— Start of PROVIDED RECORDS —

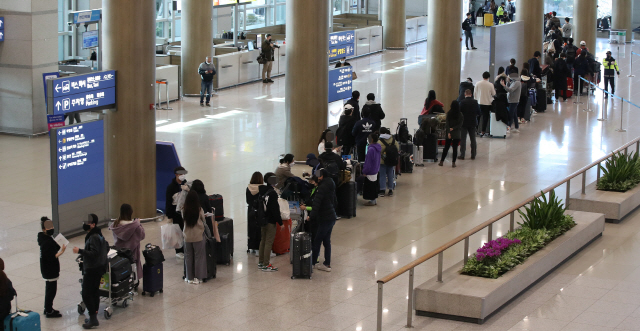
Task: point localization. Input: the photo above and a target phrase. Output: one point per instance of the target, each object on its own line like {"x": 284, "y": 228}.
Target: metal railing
{"x": 439, "y": 252}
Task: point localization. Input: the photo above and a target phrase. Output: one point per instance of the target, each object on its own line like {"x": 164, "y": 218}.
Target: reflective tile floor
{"x": 243, "y": 131}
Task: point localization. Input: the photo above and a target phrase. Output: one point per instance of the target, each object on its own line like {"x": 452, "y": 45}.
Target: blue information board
{"x": 83, "y": 92}
{"x": 340, "y": 83}
{"x": 80, "y": 161}
{"x": 342, "y": 44}
{"x": 1, "y": 28}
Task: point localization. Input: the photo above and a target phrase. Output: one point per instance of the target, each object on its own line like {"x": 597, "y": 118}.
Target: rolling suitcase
{"x": 498, "y": 128}
{"x": 223, "y": 249}
{"x": 152, "y": 278}
{"x": 217, "y": 202}
{"x": 301, "y": 255}
{"x": 282, "y": 240}
{"x": 18, "y": 322}
{"x": 347, "y": 197}
{"x": 226, "y": 226}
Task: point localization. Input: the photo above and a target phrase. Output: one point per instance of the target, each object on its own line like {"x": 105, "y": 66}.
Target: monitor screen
{"x": 90, "y": 39}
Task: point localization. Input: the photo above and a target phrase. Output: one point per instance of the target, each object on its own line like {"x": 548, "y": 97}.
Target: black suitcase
{"x": 347, "y": 200}
{"x": 223, "y": 249}
{"x": 152, "y": 278}
{"x": 541, "y": 106}
{"x": 226, "y": 226}
{"x": 120, "y": 268}
{"x": 430, "y": 151}
{"x": 302, "y": 264}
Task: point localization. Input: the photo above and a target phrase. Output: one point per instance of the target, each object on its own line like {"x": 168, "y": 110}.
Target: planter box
{"x": 614, "y": 205}
{"x": 474, "y": 299}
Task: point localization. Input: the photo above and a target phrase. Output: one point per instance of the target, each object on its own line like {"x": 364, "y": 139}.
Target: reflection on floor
{"x": 243, "y": 131}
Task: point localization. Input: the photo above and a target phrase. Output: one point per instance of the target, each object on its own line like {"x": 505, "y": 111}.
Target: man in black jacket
{"x": 470, "y": 110}
{"x": 49, "y": 265}
{"x": 355, "y": 96}
{"x": 323, "y": 213}
{"x": 375, "y": 110}
{"x": 345, "y": 127}
{"x": 175, "y": 187}
{"x": 94, "y": 257}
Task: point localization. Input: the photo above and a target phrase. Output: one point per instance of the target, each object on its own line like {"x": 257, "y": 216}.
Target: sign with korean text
{"x": 340, "y": 83}
{"x": 342, "y": 44}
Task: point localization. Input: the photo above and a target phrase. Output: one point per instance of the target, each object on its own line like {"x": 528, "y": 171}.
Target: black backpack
{"x": 391, "y": 153}
{"x": 402, "y": 132}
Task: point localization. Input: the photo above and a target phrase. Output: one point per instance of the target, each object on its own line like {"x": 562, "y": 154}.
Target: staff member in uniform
{"x": 267, "y": 53}
{"x": 610, "y": 65}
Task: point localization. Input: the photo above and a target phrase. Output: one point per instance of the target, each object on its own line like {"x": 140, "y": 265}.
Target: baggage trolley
{"x": 106, "y": 293}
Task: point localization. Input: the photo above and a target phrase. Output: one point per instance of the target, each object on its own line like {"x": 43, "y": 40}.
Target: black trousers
{"x": 607, "y": 81}
{"x": 51, "y": 288}
{"x": 486, "y": 112}
{"x": 447, "y": 144}
{"x": 90, "y": 290}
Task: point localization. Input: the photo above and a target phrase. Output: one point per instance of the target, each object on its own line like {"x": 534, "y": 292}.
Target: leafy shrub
{"x": 620, "y": 173}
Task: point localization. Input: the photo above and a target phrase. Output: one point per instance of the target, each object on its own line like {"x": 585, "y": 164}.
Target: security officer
{"x": 610, "y": 66}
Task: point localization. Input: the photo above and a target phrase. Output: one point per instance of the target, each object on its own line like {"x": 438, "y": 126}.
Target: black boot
{"x": 93, "y": 322}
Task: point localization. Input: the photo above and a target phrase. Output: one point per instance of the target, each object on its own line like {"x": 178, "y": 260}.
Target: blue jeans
{"x": 323, "y": 237}
{"x": 387, "y": 177}
{"x": 513, "y": 114}
{"x": 205, "y": 88}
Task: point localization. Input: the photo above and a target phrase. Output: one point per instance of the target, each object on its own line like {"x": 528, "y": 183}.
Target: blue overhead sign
{"x": 87, "y": 16}
{"x": 342, "y": 44}
{"x": 340, "y": 83}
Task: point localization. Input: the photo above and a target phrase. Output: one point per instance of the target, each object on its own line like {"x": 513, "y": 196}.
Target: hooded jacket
{"x": 94, "y": 253}
{"x": 323, "y": 209}
{"x": 376, "y": 112}
{"x": 49, "y": 263}
{"x": 372, "y": 161}
{"x": 129, "y": 234}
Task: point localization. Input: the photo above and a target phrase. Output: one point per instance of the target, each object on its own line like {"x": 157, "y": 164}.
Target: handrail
{"x": 488, "y": 224}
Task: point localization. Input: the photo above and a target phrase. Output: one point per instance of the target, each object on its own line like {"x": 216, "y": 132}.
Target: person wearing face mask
{"x": 50, "y": 251}
{"x": 206, "y": 70}
{"x": 94, "y": 265}
{"x": 343, "y": 63}
{"x": 178, "y": 183}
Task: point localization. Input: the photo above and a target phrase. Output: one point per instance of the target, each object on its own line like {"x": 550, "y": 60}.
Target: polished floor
{"x": 243, "y": 132}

— End of PROVIDED RECORDS —

INSTRUCTIONS FOR THE TASK: Without the images, write out each line of the data verbatim.

EXPECTED ANSWER:
Task: point localization. Input: the photo above and a target phrase. Output: one point per instance of the target, each object on its own line like {"x": 284, "y": 228}.
Target: metal railing
{"x": 439, "y": 252}
Task: point localization. Input: the photo above and a target phrase. Output: one point per instance of the target, each object on its own line like {"x": 164, "y": 218}.
Target: reflective tile floor
{"x": 243, "y": 131}
Task: point localization. Input: the photo above and a target phrase. Output: one point per instance of the target, each object on its own line like {"x": 452, "y": 45}.
Target: blue information board
{"x": 83, "y": 92}
{"x": 340, "y": 83}
{"x": 80, "y": 161}
{"x": 342, "y": 44}
{"x": 1, "y": 28}
Task: point localization. Input: the photo above and a target phrase. Output: one point per instance of the target, each object on its own line like {"x": 597, "y": 118}.
Target: rolling suitcase
{"x": 498, "y": 128}
{"x": 223, "y": 249}
{"x": 152, "y": 278}
{"x": 217, "y": 202}
{"x": 301, "y": 255}
{"x": 282, "y": 240}
{"x": 18, "y": 322}
{"x": 347, "y": 197}
{"x": 226, "y": 226}
Task: point localization. Input: the photo above and a target phrase. Output: one point per instance of the target, each object on its own line like {"x": 105, "y": 66}.
Target: monitor screen
{"x": 90, "y": 39}
Task: point localization. Input: the photo above and a target phrase. Output: one point per instance of the target, each object on its own line like {"x": 548, "y": 97}.
Target: black suitcase
{"x": 347, "y": 200}
{"x": 223, "y": 249}
{"x": 152, "y": 278}
{"x": 541, "y": 106}
{"x": 226, "y": 226}
{"x": 120, "y": 268}
{"x": 430, "y": 151}
{"x": 302, "y": 264}
Task: point localization. Input: the photo above and a target phrase. Output: one point per instance of the target, each object on its own line like {"x": 168, "y": 110}.
Target: planter box
{"x": 614, "y": 205}
{"x": 474, "y": 299}
Task: point localization. Input: the photo above and a target phrase. Output: one point per instance of the target, each object on its own line like {"x": 364, "y": 139}.
Target: reflection on floor
{"x": 243, "y": 131}
Task: point localization. Input: the photo above and a target phrase. Output: one point per instance of the target, each object on its own line like {"x": 505, "y": 111}.
Target: man in black jacket
{"x": 470, "y": 110}
{"x": 49, "y": 265}
{"x": 355, "y": 96}
{"x": 323, "y": 213}
{"x": 375, "y": 110}
{"x": 345, "y": 127}
{"x": 175, "y": 187}
{"x": 94, "y": 257}
Task: point localization. Input: the photo above and a target phrase. Output: one point per instance of the target, each object on its own line like {"x": 257, "y": 216}.
Target: sign with korean text
{"x": 340, "y": 83}
{"x": 342, "y": 44}
Task: point localization. Input: the photo above and a target phrase. Output: one point per instance of the target, each object on its own line like {"x": 528, "y": 171}.
Target: black backpack
{"x": 391, "y": 153}
{"x": 402, "y": 132}
Task: point localization. Input: the photo above and a target phrase. Output: one point per instance of the target, each object on its own line like {"x": 562, "y": 154}.
Target: staff member in uniform
{"x": 267, "y": 53}
{"x": 610, "y": 65}
Task: point localization. Input: the photo above and a target phrase. Output: one point per instance of the target, each object on its own line like {"x": 140, "y": 265}.
Target: baggage trolley
{"x": 106, "y": 293}
Task: point localization. Input: the photo above and a target phrase. Output: one point per instance of the target, each object on its own line like {"x": 43, "y": 40}.
Target: black trousers
{"x": 607, "y": 81}
{"x": 51, "y": 288}
{"x": 486, "y": 112}
{"x": 447, "y": 144}
{"x": 90, "y": 290}
Task: point localization. Input: the photo above and a target phrase. Output: one point per instance of the target, each object on its own line like {"x": 534, "y": 292}.
Target: leafy shrub
{"x": 620, "y": 173}
Task: point localization. Input: the photo above and a target phrase. Output: one point per instance of the target, each object on its own line like {"x": 585, "y": 164}.
Target: security officer
{"x": 610, "y": 66}
Task: point localization. Input: the photo above and a target phrase. Output: one point per instance of the target, each object on its own line like {"x": 438, "y": 126}.
Target: black boot
{"x": 93, "y": 322}
Task: point localization. Input: the photo above and a target phrase. Output: one point per instance of the target, each object on its own line like {"x": 178, "y": 260}.
Target: blue jeans
{"x": 323, "y": 237}
{"x": 387, "y": 177}
{"x": 513, "y": 114}
{"x": 205, "y": 88}
Task: point localization. Input: the photo above and a target phrase. Output: one point per instance of the target, each object on its own line like {"x": 528, "y": 183}.
Target: blue overhead sign
{"x": 87, "y": 16}
{"x": 342, "y": 44}
{"x": 340, "y": 83}
Task: point localization. Input: the photo above and a target phrase. Output: one point per instance of the target, each object on its own line like {"x": 513, "y": 196}.
Target: hooded jacket
{"x": 94, "y": 253}
{"x": 323, "y": 209}
{"x": 376, "y": 112}
{"x": 49, "y": 263}
{"x": 372, "y": 161}
{"x": 129, "y": 234}
Task: point localization. Input: the photo above and a target phrase. Output: one point per instance of the target, each object on its own line like {"x": 157, "y": 164}.
Target: handrail
{"x": 488, "y": 224}
Task: point localization. Input: the photo above and a target phrase. Output: one point per instance of the target, each object on its own line like {"x": 216, "y": 132}.
Target: person wearing face mask
{"x": 50, "y": 251}
{"x": 206, "y": 70}
{"x": 94, "y": 265}
{"x": 343, "y": 63}
{"x": 178, "y": 183}
Task: point localization. Input: the photo above and a target phrase. Output: one point per instance of the target, each object on its own line like {"x": 550, "y": 60}.
Target: polished floor
{"x": 243, "y": 132}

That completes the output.